WHAT THE TASK ASKS:
Return exactly the lines of the entries, from the one with "Drop a marker on every instance of the speckled" to the last.
━━━━━ TASK MATERIAL
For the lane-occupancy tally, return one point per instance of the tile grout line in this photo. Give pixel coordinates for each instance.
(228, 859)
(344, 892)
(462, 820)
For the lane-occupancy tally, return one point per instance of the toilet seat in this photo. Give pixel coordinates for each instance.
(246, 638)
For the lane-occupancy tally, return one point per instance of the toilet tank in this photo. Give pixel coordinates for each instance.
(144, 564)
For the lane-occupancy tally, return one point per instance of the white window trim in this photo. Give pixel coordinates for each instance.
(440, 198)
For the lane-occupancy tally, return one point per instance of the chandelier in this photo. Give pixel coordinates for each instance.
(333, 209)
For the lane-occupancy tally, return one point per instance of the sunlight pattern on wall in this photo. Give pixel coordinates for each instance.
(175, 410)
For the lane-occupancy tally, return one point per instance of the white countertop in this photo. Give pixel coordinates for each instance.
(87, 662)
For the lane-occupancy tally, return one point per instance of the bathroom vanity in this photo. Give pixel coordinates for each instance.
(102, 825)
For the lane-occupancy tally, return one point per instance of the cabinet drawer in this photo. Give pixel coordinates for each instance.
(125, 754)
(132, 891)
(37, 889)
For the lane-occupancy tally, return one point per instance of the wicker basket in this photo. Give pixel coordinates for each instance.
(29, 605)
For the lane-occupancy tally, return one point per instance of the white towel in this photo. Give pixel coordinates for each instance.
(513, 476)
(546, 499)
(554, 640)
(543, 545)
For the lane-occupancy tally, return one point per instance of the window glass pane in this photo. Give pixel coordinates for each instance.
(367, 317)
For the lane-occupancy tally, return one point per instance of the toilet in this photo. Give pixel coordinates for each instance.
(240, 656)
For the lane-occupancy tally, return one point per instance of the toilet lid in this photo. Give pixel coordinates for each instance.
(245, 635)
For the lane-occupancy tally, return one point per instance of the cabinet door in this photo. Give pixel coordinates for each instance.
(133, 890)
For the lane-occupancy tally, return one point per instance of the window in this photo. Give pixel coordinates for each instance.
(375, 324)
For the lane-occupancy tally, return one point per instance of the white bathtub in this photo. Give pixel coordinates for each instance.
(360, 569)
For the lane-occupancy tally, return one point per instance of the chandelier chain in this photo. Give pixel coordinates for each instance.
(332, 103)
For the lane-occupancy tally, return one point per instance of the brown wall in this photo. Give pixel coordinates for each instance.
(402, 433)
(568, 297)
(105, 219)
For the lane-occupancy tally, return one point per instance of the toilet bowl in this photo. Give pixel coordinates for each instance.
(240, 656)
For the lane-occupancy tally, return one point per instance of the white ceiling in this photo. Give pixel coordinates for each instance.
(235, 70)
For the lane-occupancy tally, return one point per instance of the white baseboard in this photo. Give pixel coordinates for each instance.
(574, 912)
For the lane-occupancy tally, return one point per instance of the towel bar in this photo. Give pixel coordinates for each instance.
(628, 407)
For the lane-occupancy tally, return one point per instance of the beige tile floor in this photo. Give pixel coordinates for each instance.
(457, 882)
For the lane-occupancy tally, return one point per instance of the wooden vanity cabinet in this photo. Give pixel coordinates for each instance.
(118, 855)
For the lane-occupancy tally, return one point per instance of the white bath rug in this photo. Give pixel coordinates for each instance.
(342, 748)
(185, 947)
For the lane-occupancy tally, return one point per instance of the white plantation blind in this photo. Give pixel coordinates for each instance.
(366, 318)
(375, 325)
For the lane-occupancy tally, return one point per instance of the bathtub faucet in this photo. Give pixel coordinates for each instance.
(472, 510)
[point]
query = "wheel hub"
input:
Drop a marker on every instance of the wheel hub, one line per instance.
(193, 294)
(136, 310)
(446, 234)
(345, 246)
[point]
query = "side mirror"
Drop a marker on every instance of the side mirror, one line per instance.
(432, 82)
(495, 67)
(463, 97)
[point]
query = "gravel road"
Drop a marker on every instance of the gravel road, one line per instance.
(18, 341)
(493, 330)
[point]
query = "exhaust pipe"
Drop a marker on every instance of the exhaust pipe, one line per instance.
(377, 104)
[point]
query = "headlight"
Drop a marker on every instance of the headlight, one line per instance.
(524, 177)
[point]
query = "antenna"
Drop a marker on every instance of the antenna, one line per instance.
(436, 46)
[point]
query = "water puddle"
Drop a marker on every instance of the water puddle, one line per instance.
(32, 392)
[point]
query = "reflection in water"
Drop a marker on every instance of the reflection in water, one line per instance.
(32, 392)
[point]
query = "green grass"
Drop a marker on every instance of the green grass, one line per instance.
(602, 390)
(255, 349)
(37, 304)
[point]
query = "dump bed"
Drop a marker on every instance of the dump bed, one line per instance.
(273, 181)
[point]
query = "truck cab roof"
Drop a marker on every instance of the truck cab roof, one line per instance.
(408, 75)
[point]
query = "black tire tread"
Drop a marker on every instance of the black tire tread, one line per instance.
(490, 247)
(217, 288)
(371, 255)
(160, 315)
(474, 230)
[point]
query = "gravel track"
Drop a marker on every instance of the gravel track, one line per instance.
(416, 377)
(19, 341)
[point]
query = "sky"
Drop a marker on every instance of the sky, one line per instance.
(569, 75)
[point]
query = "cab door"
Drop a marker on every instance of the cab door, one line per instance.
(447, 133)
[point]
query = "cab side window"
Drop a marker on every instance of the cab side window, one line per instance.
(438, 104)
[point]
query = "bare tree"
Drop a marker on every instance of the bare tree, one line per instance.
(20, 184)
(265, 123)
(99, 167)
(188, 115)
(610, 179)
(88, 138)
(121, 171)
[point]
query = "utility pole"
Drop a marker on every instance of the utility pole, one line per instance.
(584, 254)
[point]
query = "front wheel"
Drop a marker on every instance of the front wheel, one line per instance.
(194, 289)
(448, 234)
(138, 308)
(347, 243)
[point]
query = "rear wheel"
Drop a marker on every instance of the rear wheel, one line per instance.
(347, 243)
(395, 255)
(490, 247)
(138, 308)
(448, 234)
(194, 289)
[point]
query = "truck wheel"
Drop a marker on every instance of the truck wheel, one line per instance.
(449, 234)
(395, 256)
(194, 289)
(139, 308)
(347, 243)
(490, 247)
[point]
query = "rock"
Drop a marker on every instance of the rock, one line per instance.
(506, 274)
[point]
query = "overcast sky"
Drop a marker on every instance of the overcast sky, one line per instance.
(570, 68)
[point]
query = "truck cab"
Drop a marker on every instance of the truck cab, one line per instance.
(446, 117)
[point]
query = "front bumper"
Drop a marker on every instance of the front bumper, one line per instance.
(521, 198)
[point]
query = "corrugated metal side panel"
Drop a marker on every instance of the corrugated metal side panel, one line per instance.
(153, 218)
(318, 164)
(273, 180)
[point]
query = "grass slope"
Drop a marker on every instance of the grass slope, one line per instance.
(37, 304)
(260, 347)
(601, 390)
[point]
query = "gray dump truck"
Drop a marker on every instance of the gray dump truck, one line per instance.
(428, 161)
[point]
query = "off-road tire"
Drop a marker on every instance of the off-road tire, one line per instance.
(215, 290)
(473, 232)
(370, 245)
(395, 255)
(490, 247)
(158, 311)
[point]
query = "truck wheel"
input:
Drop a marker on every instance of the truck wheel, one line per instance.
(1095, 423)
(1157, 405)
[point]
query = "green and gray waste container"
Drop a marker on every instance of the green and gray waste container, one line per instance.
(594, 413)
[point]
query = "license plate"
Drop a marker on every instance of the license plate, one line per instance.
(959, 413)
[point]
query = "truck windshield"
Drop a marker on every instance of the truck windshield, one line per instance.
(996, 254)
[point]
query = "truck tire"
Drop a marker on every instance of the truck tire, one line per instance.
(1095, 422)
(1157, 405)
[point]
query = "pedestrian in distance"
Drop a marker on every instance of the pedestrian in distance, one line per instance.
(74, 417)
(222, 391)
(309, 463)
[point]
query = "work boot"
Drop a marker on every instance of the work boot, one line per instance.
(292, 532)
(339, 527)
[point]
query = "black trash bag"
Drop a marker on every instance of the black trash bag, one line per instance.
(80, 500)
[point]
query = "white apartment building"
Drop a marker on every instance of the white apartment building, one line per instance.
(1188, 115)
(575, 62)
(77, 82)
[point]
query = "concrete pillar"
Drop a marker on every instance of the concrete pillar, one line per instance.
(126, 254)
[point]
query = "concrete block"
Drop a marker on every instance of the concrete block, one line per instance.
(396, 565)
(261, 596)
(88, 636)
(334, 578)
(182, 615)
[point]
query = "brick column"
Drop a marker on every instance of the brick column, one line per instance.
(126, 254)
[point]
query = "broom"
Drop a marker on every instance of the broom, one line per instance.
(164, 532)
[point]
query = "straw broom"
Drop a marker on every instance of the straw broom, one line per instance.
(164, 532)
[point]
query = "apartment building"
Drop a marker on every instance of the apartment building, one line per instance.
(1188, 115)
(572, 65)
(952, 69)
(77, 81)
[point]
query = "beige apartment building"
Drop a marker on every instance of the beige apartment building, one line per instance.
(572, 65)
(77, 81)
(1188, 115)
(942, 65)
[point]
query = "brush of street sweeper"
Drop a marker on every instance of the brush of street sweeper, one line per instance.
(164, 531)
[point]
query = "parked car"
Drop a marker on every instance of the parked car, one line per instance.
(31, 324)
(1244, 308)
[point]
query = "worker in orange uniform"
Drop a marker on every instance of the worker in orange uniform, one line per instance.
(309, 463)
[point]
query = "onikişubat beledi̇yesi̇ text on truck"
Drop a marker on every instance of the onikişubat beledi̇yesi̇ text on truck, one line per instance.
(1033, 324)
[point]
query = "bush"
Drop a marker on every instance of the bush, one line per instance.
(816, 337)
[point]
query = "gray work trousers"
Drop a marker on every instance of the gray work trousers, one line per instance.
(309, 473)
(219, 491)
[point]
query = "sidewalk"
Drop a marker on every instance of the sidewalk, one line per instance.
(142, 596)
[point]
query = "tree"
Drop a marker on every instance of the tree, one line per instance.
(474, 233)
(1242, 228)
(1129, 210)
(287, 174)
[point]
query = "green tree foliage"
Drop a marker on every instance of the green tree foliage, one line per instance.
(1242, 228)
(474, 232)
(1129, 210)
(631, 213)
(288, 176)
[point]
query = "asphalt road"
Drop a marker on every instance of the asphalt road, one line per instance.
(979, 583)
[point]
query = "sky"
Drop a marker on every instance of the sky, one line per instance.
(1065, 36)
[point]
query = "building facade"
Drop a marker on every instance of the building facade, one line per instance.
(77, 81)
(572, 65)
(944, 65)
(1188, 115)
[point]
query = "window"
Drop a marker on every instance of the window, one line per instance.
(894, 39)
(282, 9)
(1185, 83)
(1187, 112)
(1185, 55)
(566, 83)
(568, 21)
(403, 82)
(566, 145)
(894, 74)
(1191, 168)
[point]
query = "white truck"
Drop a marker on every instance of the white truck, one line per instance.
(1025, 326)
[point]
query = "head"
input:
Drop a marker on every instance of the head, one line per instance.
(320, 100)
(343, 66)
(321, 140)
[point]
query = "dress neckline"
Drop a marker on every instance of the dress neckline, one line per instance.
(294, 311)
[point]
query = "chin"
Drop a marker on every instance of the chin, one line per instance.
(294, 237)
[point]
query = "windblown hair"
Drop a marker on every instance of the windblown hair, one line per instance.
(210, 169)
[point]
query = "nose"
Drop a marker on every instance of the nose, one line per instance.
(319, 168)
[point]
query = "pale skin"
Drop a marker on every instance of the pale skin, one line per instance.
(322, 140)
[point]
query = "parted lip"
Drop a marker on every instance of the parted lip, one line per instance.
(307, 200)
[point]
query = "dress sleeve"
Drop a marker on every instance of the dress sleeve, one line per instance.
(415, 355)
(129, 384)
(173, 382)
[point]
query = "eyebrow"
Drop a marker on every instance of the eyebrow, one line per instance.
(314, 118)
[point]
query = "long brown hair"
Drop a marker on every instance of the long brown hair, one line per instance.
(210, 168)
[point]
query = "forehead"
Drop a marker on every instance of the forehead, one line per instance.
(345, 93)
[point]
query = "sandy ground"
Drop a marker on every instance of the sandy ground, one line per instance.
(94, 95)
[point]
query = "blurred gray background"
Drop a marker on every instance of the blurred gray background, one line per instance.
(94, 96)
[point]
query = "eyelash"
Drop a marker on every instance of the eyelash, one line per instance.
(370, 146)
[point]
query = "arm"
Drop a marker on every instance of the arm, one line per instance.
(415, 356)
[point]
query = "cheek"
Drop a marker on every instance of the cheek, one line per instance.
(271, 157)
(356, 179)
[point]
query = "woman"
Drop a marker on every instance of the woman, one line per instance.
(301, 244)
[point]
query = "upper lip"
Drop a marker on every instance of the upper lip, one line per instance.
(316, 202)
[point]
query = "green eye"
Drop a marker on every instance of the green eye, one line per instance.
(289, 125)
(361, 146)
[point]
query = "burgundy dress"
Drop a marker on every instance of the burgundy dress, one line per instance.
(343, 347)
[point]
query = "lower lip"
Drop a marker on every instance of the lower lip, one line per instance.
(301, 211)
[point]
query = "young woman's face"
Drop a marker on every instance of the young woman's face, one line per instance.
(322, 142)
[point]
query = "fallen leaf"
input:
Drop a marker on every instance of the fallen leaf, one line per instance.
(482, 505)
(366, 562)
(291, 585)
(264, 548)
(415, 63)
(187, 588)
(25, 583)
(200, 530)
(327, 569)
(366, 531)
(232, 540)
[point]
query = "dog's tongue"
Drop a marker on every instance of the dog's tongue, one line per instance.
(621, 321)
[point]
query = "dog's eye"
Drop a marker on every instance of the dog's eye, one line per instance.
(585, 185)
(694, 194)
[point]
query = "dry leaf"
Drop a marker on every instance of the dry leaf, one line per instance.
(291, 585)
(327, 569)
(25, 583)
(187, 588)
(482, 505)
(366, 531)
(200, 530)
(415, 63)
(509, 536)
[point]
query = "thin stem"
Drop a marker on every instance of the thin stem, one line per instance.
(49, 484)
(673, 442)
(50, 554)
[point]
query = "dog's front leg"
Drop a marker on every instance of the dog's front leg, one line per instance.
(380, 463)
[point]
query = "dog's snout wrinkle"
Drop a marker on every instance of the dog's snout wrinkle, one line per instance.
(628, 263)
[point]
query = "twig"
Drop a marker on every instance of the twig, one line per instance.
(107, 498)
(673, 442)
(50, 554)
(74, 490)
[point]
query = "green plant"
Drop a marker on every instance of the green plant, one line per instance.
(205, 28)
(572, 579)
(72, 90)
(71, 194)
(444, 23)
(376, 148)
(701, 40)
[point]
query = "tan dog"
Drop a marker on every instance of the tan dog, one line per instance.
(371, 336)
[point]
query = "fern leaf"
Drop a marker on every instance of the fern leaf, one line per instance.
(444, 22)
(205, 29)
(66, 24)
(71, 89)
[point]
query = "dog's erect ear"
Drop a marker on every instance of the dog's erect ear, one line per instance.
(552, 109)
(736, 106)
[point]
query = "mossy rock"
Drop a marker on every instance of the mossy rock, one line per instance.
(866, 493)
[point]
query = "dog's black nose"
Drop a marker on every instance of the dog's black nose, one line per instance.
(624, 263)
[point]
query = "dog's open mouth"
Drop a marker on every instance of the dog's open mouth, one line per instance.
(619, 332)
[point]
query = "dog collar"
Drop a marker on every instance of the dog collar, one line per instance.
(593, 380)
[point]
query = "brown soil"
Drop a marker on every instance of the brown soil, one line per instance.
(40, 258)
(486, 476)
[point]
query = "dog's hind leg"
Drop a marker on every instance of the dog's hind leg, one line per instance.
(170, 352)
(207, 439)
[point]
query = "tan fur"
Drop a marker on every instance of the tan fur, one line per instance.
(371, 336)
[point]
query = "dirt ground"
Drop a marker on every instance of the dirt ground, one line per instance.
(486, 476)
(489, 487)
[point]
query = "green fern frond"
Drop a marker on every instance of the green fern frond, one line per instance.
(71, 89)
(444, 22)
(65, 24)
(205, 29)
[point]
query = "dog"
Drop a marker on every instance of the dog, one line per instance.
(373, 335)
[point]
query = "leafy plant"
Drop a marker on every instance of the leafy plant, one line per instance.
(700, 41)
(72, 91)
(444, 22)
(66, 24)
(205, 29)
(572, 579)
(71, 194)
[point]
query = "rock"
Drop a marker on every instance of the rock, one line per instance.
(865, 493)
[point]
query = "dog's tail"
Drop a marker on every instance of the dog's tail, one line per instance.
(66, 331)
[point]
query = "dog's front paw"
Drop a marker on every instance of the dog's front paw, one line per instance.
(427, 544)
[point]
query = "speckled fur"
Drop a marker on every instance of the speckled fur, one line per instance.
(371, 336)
━━━━━━━━━━
WRITTEN ANSWER:
Drop a marker on every instance of the speckled fur, one line per instance.
(371, 336)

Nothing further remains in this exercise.